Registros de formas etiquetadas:

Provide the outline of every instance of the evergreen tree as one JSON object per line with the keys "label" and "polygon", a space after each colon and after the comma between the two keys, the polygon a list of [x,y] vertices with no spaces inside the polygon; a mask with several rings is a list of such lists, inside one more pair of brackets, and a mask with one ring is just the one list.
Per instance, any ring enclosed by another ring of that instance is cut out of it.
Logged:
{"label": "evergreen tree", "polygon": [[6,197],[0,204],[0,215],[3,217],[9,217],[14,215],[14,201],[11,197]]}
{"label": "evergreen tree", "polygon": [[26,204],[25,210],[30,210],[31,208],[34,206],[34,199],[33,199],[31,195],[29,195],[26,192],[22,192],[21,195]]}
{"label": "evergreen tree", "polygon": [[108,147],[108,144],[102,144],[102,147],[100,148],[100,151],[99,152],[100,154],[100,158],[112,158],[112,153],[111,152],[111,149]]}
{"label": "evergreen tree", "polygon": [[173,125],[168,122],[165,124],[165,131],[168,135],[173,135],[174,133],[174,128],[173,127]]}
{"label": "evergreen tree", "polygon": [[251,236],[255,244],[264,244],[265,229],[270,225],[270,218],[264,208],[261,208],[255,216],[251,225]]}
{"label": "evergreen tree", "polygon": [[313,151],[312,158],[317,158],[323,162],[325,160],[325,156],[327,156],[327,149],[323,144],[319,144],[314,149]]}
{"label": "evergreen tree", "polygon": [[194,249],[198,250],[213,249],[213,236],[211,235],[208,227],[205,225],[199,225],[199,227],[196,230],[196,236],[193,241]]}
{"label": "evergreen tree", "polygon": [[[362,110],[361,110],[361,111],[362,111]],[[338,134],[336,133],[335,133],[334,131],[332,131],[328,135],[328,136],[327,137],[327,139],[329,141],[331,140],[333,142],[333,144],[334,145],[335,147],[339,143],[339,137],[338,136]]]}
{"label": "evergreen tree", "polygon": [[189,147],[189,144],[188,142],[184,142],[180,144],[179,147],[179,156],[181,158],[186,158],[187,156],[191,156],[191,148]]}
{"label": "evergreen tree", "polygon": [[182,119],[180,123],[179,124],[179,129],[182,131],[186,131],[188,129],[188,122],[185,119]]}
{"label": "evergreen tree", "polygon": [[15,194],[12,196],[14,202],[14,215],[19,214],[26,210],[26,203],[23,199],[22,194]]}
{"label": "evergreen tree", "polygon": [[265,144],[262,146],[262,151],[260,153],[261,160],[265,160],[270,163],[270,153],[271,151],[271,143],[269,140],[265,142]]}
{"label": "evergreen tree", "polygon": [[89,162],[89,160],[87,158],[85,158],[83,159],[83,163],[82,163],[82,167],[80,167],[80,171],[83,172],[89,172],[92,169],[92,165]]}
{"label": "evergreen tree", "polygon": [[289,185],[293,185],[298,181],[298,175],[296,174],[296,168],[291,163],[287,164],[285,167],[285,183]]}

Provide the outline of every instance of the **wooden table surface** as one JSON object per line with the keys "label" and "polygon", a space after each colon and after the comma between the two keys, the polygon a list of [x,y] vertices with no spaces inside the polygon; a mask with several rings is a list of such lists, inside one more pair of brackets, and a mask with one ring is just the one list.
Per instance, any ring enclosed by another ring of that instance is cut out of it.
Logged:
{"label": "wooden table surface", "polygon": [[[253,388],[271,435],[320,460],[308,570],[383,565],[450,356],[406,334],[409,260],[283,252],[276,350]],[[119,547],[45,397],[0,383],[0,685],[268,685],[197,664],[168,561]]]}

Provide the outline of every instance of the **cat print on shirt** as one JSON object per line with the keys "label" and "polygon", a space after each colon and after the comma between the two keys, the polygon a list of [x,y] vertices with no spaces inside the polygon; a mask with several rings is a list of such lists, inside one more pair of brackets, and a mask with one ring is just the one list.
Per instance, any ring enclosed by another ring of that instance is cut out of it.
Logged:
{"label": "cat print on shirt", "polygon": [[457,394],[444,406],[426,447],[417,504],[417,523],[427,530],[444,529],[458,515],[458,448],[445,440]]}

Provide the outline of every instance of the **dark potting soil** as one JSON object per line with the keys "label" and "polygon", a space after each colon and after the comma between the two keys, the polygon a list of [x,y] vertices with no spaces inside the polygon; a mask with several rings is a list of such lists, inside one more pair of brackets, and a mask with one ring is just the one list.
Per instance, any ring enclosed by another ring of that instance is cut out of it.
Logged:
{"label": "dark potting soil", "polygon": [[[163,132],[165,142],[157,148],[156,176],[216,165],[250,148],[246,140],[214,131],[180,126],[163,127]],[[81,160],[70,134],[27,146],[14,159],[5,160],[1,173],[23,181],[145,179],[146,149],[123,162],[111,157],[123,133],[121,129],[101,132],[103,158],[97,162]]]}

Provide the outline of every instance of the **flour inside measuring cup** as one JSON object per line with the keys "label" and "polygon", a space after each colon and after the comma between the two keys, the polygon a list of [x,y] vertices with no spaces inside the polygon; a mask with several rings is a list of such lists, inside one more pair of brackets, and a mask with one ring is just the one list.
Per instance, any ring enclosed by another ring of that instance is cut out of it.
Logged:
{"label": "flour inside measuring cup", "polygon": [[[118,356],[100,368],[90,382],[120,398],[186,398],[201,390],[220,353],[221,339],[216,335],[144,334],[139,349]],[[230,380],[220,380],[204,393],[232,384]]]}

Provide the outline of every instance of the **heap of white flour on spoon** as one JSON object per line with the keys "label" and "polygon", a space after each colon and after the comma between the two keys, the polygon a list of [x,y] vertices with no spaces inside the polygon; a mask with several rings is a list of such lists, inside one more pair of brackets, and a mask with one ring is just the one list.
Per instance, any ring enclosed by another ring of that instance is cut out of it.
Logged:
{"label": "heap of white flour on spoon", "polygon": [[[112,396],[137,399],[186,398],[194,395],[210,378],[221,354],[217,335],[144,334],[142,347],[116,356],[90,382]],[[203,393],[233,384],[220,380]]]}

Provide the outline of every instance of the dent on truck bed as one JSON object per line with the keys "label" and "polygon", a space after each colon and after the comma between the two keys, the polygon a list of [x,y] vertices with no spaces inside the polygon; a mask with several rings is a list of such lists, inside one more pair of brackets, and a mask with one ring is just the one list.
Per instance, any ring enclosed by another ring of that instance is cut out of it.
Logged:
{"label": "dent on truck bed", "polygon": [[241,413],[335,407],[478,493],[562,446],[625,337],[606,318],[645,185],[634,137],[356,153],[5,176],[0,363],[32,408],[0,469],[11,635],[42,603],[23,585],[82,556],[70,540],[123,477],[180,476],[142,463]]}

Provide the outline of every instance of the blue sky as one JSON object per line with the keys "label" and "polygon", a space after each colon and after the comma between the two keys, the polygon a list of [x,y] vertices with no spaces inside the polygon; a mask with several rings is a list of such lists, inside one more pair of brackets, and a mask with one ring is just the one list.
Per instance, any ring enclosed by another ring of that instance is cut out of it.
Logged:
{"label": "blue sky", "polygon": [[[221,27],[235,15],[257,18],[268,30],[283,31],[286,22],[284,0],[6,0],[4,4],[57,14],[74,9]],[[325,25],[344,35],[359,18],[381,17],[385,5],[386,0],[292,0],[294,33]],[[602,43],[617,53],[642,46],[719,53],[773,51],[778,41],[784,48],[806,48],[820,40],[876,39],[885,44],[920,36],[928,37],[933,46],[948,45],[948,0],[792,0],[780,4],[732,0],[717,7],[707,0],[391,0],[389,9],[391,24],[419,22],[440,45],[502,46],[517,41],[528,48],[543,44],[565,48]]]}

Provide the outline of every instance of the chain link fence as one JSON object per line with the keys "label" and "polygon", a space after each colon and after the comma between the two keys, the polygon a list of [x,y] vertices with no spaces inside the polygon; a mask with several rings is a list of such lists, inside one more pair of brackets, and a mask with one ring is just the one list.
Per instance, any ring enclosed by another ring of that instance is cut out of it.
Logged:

INSTRUCCIONES — Reescribe las líneas que van desde la que contiene "Provide the outline of every instance of the blue" hasta el final de los registros, ambas incluidas y sin omitir las peticiones. Desplaza cada coordenada de los polígonos de las respuestas sumándole 93.

RESPUESTA A CONTINUACIÓN —
Provide the outline of every instance of the blue sky as one JSON object per line with the keys "label" and "polygon", a space after each colon and after the comma between the two keys, the polygon a list of [x,y] vertices with no spaces inside the polygon; a mask with several rings is a list of such lists, inside one more pair of brackets, and a mask with one ring is just the one list.
Per instance, any ring enclosed by another ring of that instance is cut out of it.
Logged:
{"label": "blue sky", "polygon": [[[314,120],[328,108],[350,111],[361,123],[376,124],[379,115],[377,93],[99,93],[97,97],[150,107],[167,102]],[[418,118],[437,128],[452,111],[474,110],[478,98],[479,93],[385,93],[387,126]],[[695,136],[710,146],[735,139],[812,146],[866,144],[871,134],[877,141],[899,141],[913,133],[969,132],[978,137],[1013,129],[1021,130],[1026,139],[1041,138],[1041,93],[885,93],[873,97],[825,93],[810,100],[800,93],[484,93],[482,102],[484,117],[512,115],[533,138],[595,139],[610,134],[621,141],[636,137],[658,141]]]}

Provide the outline of every instance of the chain link fence as one JSON object per line with the keys "label" and "polygon", a space after each colon and after the comma between the two keys, the polygon a list of [x,y] vertices with no spaces inside the polygon; a mask with several rings is a list of such lists, inside one more pair of brackets, and a mask with one ring is just the one list.
Per instance, any ring enclosed by another ring of that instance is cut out of it.
Logged:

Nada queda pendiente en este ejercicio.